§ Aim
Which lines in the listing below contain the word "Would"? Identify and copy each of them, counting only matches with the same capitalization.

Dataset records:
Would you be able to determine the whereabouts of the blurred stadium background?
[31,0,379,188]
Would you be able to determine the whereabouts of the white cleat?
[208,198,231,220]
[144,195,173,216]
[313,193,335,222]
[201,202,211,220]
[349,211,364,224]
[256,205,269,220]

§ Task response
Would you be able to determine the whereabouts of the blurred stadium background?
Would you be able to determine the whereabouts of the white cleat?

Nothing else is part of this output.